§ **WHAT TO PRODUCE**
Find each line in the records below that contains the word "wall", and copy those lines out. Case counts.

§ **Dataset excerpt**
[Start]

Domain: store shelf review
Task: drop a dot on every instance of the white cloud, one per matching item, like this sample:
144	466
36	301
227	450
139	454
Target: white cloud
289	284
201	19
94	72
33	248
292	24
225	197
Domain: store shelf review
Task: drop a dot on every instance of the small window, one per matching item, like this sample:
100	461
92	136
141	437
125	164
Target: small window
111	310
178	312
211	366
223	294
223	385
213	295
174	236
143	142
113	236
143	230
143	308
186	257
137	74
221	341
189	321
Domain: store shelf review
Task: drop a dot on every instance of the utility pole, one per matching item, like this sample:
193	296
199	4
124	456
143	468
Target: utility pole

[End]
[Start]

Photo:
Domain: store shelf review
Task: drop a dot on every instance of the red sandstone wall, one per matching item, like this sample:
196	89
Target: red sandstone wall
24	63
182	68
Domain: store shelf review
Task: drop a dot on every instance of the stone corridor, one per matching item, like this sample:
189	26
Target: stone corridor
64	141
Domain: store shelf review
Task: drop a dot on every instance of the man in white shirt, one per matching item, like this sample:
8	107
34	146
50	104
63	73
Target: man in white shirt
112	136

[End]

§ **EXPECTED ANSWER**
Task: drop a dot on every instance of the red sandstone wall, one per matching item, like this sample:
Target: red sandstone wall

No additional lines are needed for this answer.